+++ Source data

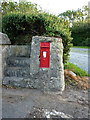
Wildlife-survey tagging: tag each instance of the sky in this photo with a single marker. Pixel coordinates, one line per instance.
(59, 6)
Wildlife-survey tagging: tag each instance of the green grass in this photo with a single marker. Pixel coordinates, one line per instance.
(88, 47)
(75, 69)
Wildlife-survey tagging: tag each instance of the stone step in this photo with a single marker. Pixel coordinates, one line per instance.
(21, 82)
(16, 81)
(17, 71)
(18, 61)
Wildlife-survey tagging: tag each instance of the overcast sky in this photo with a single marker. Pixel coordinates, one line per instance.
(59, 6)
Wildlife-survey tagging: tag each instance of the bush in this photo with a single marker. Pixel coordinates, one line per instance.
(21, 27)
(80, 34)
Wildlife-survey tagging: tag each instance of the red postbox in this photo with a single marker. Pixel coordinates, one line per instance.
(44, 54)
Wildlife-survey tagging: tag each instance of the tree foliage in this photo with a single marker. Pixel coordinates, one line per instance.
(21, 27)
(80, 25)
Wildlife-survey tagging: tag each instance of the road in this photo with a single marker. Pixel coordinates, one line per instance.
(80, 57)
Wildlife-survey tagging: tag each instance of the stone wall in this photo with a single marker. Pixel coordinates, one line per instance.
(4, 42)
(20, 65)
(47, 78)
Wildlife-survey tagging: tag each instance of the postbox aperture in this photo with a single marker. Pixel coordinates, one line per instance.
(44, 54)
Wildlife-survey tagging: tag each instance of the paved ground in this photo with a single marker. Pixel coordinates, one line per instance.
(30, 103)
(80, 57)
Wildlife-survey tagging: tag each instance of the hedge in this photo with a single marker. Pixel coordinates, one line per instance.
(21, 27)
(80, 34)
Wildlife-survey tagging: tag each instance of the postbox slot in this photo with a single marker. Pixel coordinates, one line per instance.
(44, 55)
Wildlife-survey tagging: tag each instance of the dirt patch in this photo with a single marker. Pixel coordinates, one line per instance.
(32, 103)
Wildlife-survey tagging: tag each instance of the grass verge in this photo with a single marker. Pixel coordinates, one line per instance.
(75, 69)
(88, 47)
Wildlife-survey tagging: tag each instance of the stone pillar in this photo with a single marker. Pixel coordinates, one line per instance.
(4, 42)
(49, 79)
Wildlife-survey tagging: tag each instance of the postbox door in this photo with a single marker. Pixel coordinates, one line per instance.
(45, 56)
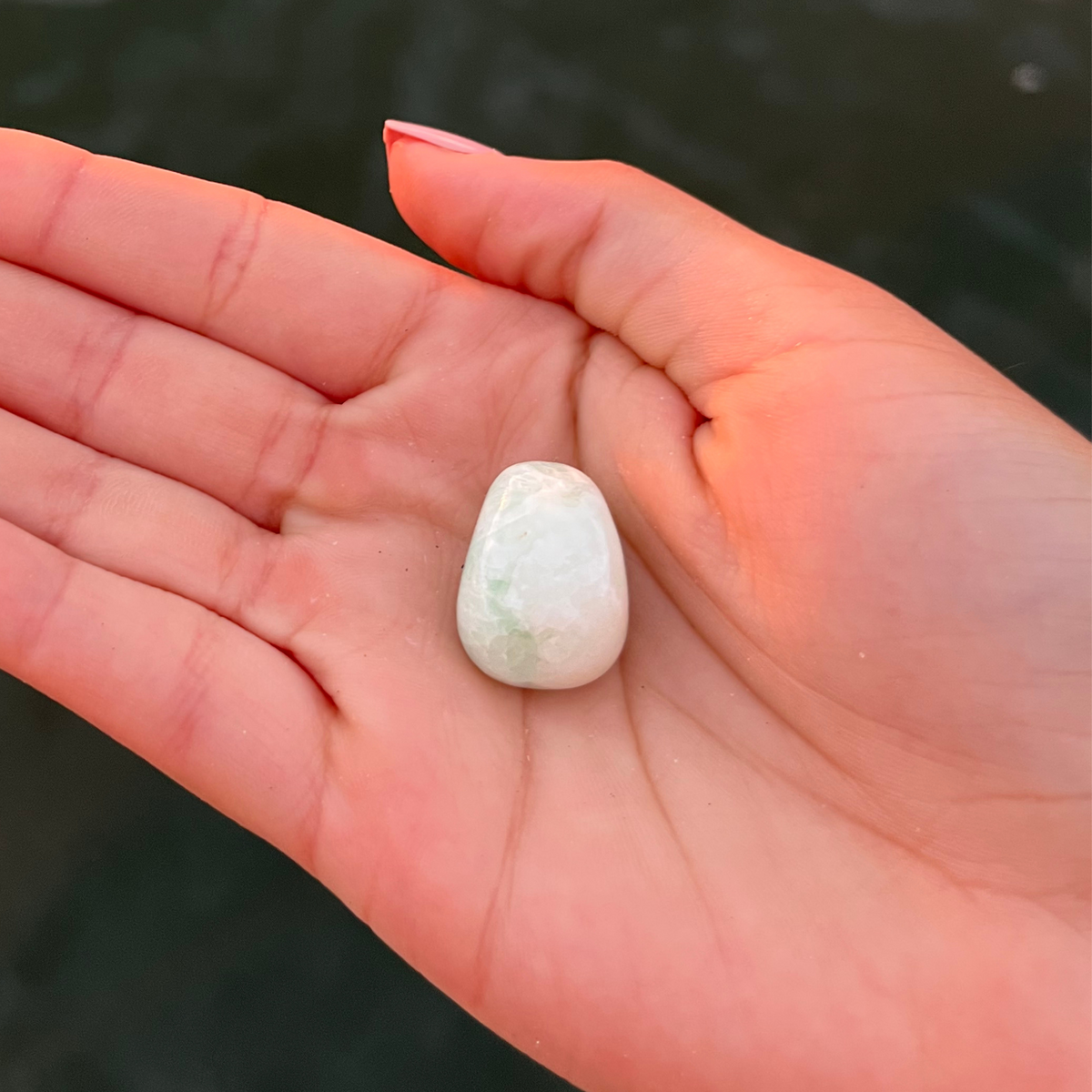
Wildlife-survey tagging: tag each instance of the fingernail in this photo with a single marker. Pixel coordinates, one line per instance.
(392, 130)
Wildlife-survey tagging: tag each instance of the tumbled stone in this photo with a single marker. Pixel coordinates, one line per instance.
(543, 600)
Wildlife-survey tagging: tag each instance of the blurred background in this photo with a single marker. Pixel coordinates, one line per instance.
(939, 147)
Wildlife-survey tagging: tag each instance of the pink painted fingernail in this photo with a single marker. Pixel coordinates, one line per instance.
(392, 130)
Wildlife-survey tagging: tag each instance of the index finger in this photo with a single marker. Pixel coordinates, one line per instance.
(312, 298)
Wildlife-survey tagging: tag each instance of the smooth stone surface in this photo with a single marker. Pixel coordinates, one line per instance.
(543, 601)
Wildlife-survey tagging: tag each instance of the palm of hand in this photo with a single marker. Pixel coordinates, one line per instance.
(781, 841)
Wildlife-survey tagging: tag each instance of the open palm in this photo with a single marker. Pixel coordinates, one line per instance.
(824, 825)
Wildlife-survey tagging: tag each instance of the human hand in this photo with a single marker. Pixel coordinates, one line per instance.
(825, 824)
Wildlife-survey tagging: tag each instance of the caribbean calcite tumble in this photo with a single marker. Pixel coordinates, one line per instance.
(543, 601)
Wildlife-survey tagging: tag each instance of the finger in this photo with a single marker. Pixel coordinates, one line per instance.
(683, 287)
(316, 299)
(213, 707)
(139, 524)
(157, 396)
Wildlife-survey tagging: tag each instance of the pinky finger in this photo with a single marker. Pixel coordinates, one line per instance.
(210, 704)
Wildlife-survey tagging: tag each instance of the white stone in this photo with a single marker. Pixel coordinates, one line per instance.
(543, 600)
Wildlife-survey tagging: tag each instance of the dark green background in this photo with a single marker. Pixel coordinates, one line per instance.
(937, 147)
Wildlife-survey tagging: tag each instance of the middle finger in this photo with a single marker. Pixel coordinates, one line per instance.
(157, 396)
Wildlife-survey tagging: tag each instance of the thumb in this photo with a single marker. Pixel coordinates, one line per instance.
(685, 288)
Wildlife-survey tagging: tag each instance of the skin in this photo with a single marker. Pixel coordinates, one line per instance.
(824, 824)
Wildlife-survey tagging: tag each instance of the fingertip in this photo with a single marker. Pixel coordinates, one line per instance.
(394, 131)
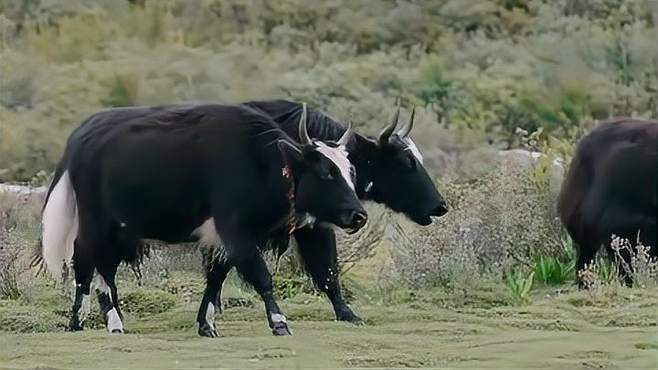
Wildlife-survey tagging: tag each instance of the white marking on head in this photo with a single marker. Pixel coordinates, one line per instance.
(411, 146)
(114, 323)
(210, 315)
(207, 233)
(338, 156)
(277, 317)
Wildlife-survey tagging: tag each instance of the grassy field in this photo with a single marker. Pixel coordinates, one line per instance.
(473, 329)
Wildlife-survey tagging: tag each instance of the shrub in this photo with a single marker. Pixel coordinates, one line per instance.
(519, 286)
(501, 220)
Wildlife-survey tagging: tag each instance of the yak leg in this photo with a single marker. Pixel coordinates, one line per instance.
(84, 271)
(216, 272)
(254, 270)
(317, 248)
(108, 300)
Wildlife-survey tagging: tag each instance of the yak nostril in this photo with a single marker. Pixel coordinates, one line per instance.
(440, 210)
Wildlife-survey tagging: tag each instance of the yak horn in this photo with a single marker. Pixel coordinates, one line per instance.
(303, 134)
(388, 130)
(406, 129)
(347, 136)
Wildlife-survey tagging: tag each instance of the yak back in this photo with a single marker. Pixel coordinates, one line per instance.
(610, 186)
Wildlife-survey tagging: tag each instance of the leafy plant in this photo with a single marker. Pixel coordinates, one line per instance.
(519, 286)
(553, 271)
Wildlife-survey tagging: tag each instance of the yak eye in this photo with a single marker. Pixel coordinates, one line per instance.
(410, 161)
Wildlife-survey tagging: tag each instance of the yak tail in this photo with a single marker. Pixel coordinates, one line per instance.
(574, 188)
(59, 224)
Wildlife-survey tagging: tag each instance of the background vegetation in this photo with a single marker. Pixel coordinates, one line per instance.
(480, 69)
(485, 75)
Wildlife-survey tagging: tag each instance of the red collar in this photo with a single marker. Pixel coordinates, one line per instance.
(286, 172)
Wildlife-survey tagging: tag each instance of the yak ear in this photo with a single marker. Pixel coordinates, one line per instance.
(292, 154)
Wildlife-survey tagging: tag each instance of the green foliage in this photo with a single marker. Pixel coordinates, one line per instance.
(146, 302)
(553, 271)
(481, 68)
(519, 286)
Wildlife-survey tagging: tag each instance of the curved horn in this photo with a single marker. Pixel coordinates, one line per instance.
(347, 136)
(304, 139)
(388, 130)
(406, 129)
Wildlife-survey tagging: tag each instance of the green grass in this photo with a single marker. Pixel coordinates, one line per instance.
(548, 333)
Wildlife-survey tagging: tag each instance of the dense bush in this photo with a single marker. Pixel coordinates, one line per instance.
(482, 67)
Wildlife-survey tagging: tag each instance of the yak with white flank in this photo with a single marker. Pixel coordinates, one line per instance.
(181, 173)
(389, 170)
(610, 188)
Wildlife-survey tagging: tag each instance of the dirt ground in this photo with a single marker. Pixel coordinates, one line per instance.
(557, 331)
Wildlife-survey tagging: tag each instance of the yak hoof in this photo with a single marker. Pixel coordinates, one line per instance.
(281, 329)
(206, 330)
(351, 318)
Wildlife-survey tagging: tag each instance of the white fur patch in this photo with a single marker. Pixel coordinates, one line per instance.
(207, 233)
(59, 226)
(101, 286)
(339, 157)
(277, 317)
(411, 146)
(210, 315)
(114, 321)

++++++

▶ **Work required**:
Output all the records, word for word, with no pictures in the copy.

▶ **Solution below**:
Wildlife-survey tagging: tag each instance of the sky in this photo with a single marker. Pixel coordinates, one line per instance.
(59, 6)
Wildlife-survey tagging: tag each instance of the green grass in this photo with a single marker. Pixel coordinates, one line per instance.
(88, 47)
(75, 69)
Wildlife-survey tagging: tag each instance of the stone step in this photo with a single marker. Pixel coordinates, one line per instance.
(21, 82)
(16, 81)
(17, 71)
(18, 61)
Wildlife-survey tagging: tag each instance of the overcast sky in this photo with a single marker. Pixel coordinates, one line per instance.
(59, 6)
Wildlife-survey tagging: tag each instance of the bush in this photo with a single marker. Pixel coordinates, one line per instance.
(21, 27)
(80, 34)
Wildlife-survey tagging: tag each instance of the red postbox in this photo with a single marker. Pixel coordinates, one line per instance.
(44, 54)
Wildlife-survey tagging: tag each instance of the tree foliage in this photo with a single marker. Pixel coordinates, one line per instance.
(21, 27)
(80, 25)
Wildlife-survey tagging: tag each instance of the road in this photo with a single marker. Pixel coordinates, one line per instance.
(80, 57)
Wildlife-survey tagging: tag each instance of the stone wall in this photo with a single marker. Pixel coordinates, one line per instance.
(4, 42)
(20, 65)
(47, 78)
Wildlife-survey tagging: tag each instance of the postbox aperture in this photo with a single marker. Pixel coordinates, one line per instance.
(44, 54)
Wildlife-survey tagging: tag each instance of the paved ground in this photo with a single marker. Pixel coordinates, one line per instance.
(30, 103)
(80, 57)
Wildlife-survey tagging: tag each instance of the hedge in this photo with a single marker. Pixel coordinates, one line per instance.
(21, 27)
(80, 34)
Wildlife-survey tagging: tag each instance of the postbox slot in this photo with a single marker. Pixel coordinates, one line per instance.
(44, 55)
Wildlife-survey tagging: tag each instance of the dirt patch in this photo with a single marker. Pixel coordinates, one line per instance.
(32, 103)
Wildlife-survey tagging: tag each instance of the grass verge in this photo with a single marker. Pixel coordinates, one line per instance.
(75, 69)
(88, 47)
Wildlife-survey tagging: tag each instance of the stone pillar in this photo with a single marker. Pixel coordinates, one line per instance.
(4, 42)
(49, 79)
Wildlife-survey tagging: tag each instance of the postbox door in this photo with a single marker. Pixel coordinates, one line per instance.
(45, 56)
Wildlife-survey tagging: tag each instance of the fingernail in this photo with a single marker. Pixel coordinates, one line per instance.
(392, 130)
Wildlife-survey tagging: tag each instance of the tumbled stone in this photo with a single marker. Pixel coordinates, one line per instance.
(543, 600)
Wildlife-survey tagging: tag each instance of the blurred background in this photo with a single marker. Pixel coordinates, one line per instance.
(939, 147)
Wildlife-survey tagging: tag each instance of the pink painted fingernail in this photo with a single marker. Pixel coordinates, one line per instance.
(392, 130)
Wildlife-survey tagging: tag each instance of the index finger in this photo with a single marker. Pixel coordinates, one line per instance.
(312, 298)
Wildlife-survey tagging: tag each instance of the smooth stone surface in this photo with a single marker. Pixel coordinates, one line per instance.
(543, 601)
Wildlife-survey tagging: tag each instance of the palm of hand in this photo with a single marker. Pixel coordinates, one line per instance.
(781, 841)
Wildlife-survey tagging: tag each instance of the open palm in this photo with a single marker. Pixel coordinates, one line per instance.
(824, 825)
Wildlife-survey tagging: tag each instance of the human hand in this photo with a single marker. Pixel coordinates, one line per instance.
(825, 824)
Wildlife-survey tagging: tag each instance of the caribbean calcite tumble in this photo with a single marker. Pixel coordinates, one line per instance.
(543, 601)
Wildlife-survey tagging: tag each instance of the finger in this photo with a single marker. Pixel coordinates, one line per instance.
(683, 287)
(316, 299)
(213, 707)
(139, 524)
(157, 396)
Wildlife-survey tagging: tag each instance of the pinky finger in this photo with a single marker. Pixel coordinates, one line per instance.
(210, 704)
Wildlife-survey tagging: tag each instance of the white stone in this photo with a single marker. Pixel coordinates, one line per instance.
(543, 600)
Wildlife-survey tagging: tag each instance of the dark green background in this photo with a single marker. Pixel coordinates, one line per instance.
(937, 147)
Wildlife-survey tagging: tag each instance of the middle finger in this photo with a single marker. Pixel coordinates, one line per instance.
(157, 396)
Wildlife-survey tagging: tag each instance of the thumb in this photo with a single marker. Pixel coordinates, one line per instance.
(685, 288)
Wildlife-survey tagging: tag each instance of the skin in this photo with a single marker. Pixel coordinates, one line per instance.
(824, 824)
Wildlife-survey tagging: tag each instance of the fingertip in this photo with a single marker. Pixel coordinates, one line per instance.
(394, 131)
Wildlife-survey tagging: tag each instance of the white marking on head in this photo with a single marker. Pixel coordinates, one line per instance.
(411, 146)
(114, 323)
(210, 315)
(207, 233)
(338, 156)
(277, 317)
Wildlife-survey tagging: tag each instance of the grassy field in this photo with a single marker. Pixel coordinates, one line per instance.
(473, 329)
Wildlife-survey tagging: tag each instance of the shrub in this photo with a single marker. Pixel coordinates, one line per instance.
(519, 286)
(501, 220)
Wildlife-survey tagging: tag each instance of the yak leg in this photo with a single marker. Pixel coordinates, one line per instance.
(84, 271)
(216, 272)
(254, 270)
(317, 248)
(108, 300)
Wildlife-survey tagging: tag each instance of the yak nostril in this photo with a single marker. Pixel coordinates, one line per instance.
(440, 210)
Wildlife-survey tagging: tag each instance of the yak horn in this photo with a single marker. Pixel coordinates, one line per instance.
(303, 134)
(388, 130)
(406, 129)
(347, 136)
Wildlife-survey tagging: tag each instance of the yak back in this photo with a single marker. Pixel coordinates, one line per instance.
(610, 186)
Wildlife-survey tagging: tag each instance of the leafy plant in this photo with a single marker. Pixel coordinates, one line per instance.
(519, 286)
(553, 271)
Wildlife-survey tagging: tag each instance of the yak eye in this photo with a single marker. Pixel coordinates, one line per instance.
(410, 161)
Wildlife-survey tagging: tag each instance of the yak tail in this photo with a single marker. Pixel coordinates, one line per instance.
(574, 188)
(59, 224)
Wildlife-survey tagging: tag each instance of the background vegetation in this photo with a single marker. Pixel coordinates, one line per instance.
(480, 69)
(485, 75)
Wildlife-survey tagging: tag each instance of the red collar in this photo with a single marker. Pixel coordinates, one line per instance.
(286, 172)
Wildlife-survey tagging: tag each instance of the yak ear in this photo with a single marker. Pixel coordinates, one line per instance.
(292, 154)
Wildlife-survey tagging: tag each instance of the green foliage in this photo with a single marker. Pixel coordinates, one line per instance.
(146, 302)
(553, 271)
(481, 68)
(519, 286)
Wildlife-survey tagging: tag each instance of the curved horn in this photo with a single marker. Pixel coordinates, one line per instance.
(347, 136)
(304, 139)
(388, 130)
(406, 129)
Wildlife-survey tagging: tag each instance of the green grass in this photo with a single marker. Pixel coordinates, one line per instance.
(548, 333)
Wildlife-survey tagging: tag each instance of the dense bush in this photo with a single marker. Pixel coordinates, one line per instance.
(482, 67)
Wildlife-survey tagging: tag each instance of the yak with white flank in this photo with a single marker. Pixel coordinates, one line per instance.
(181, 173)
(389, 170)
(610, 188)
Wildlife-survey tagging: tag each instance of the dirt ground in this photo with a single marker. Pixel coordinates, one line per instance.
(557, 331)
Wildlife-survey tagging: tag each instance of the yak hoof in this photo with a single marker. Pixel coordinates, one line per instance.
(281, 329)
(206, 330)
(351, 318)
Wildlife-survey tagging: tag each instance of the white fur patch in this photo with a single marker. Pixel coordinates, one line per instance.
(207, 233)
(59, 226)
(101, 286)
(339, 157)
(277, 317)
(411, 146)
(210, 315)
(114, 321)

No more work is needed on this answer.